В философской литературе нередко употребляется выражение «научное мировоззрение». Но областью интересов научных исследований de facto является не мир в его «всеохватности», а то, что можно было бы называть горизонтным миром. Метафора горизонта позволяет иллюстрировать, с одной стороны, ограниченность познанного наукой в пределах некоторого временного интервала, а с другой – потенциальную открытость для науки далей, глубин и времен. Например, было время, когда теоретико-методологический арсенал науки позволял проникнуть «вглубь» мироздания на уровне атомов, истолковываемых как мельчайшие частицы мироздания, и описать его «вширь» в пределах Солнечной системы. Сегодня эти границы существенно раздвинулись, о чем мы узнаем из дискурса квантовой механики, астрофизики и космологии.
Словом, концепт «мировоззрение» не является научно-теоретическим конструктом. Он имеет содержание, связанное с решением не столько когнитивных, сколько экзистенциальных (смысложизненных) проблем. В. Дильтей отмечал: «Мировоззрения не возникают в результате одной лишь воли познания», в них «отдельные черты единства живой личности» проецируются, «как единство связи, в безграничность мироздания» (Дильтей 1995: 225; 254). В этом отношении весьма примечательный вопрос ставил И.И. Лапшин, видный деятель русской духовной культуры первой половины XX века: «Почему метафизика Шопенгауэра приняла форму монистического волюнтаризма? То есть, почему Шопенгауэр признал именно волю сокровенной сущностью вещей и почему всякая множественность индивидуальностей (множественность вещей и сознаний) представляется ему лишь видимым отображением единой мировой воли?». Ответ Лапшина такой: «Дисгармония в волевой деятельности, мучительный разлад между жаждой жизни и в то же время полной неудовлетворенностью ее содержанием – вот что было источником личной трагедии Шопенгауэра; этой трагедии он придал характер мировой трагедии» (Лапшин 1903: 7).

■ ПРЕДОСТАВЛЕННЫЕ ЗАПИСИ ■
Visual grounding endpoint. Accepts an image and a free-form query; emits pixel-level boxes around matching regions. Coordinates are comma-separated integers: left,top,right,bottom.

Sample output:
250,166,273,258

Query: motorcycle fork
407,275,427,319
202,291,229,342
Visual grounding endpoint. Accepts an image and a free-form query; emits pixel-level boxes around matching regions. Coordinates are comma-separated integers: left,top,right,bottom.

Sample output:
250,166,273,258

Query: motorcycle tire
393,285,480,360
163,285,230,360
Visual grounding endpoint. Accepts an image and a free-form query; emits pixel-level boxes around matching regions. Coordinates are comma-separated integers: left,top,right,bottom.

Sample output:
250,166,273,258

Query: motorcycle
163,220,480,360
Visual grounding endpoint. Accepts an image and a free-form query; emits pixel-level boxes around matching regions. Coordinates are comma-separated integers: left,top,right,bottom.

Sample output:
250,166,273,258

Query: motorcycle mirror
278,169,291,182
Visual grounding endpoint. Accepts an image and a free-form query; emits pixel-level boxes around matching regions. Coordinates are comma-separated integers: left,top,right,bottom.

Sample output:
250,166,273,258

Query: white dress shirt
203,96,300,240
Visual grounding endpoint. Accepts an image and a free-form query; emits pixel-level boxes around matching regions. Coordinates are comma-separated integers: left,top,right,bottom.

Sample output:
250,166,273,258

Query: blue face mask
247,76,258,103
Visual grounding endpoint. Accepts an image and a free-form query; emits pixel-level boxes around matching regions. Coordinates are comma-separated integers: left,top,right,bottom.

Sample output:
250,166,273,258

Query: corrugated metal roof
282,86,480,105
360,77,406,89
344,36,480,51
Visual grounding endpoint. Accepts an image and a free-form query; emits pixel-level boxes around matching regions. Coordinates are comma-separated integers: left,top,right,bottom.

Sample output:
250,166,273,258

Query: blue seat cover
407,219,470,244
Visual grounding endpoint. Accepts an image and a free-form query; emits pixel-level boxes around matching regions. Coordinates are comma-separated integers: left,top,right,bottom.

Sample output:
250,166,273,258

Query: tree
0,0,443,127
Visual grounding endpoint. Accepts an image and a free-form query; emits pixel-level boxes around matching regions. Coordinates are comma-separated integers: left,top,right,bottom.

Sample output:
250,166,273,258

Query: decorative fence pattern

■ ЗАДАНИЕ 1 ■
Перепечатайте без изменений фрагмент текста о мировоззрении от «В философской литературе» до «астрофизики и космологии.».
■ ЗАДАНИЕ 2 ■
Продолжите текст о мировоззрении, начав сразу после его последнего предложения.

■ РЕЗУЛЬТАТ ВЫПОЛНЕНИЯ 1 ■
В философской литературе нередко употребляется выражение «научное мировоззрение». Но областью интересов научных исследований de facto является не мир в его «всеохватности», а то, что можно было бы называть горизонтным миром. Метафора горизонта позволяет иллюстрировать, с одной стороны, ограниченность познанного наукой в пределах некоторого временного интервала, а с другой – потенциальную открытость для науки далей, глубин и времен. Например, было время, когда теоретико-методологический арсенал науки позволял проникнуть «вглубь» мироздания на уровне атомов, истолковываемых как мельчайшие частицы мироздания, и описать его «вширь» в пределах Солнечной системы. Сегодня эти границы существенно раздвинулись, о чем мы узнаем из дискурса квантовой механики, астрофизики и космологии.

■ РЕЗУЛЬТАТ ВЫПОЛНЕНИЯ 2 ■
Мировоззрения могут быть насыщены сведениями из различных областей науки, но их фундамент составляют построения, для которых характерны: а) попытка все многообразие явлений подвести под единое, нередуцируемое к чему-либо другому и вечно пребывающее основание (как бы его, ни называли – Богом, Вселенским Разумом, Мировой Волей, Природой или Материей); б) ориентированность мировоззренческих построений на решение проблемы смысла жизни человека и человеческой истории. Р. Рорти неслучайно именовал мировоззрение «искупительной» истиной. Такая истина удовлетворяет человеческую потребность «увязать все на свете – все события, всех людей, все идеи – в некий единый контекст, который каким-то образом оказался бы естественным, предопределенным и единственно возможным», а также «единственно значимым для определения смысла человеческой жизни, потому что только в данном контексте человеческое существование будет явлено в истинном свете» (Рорти 2003: 31).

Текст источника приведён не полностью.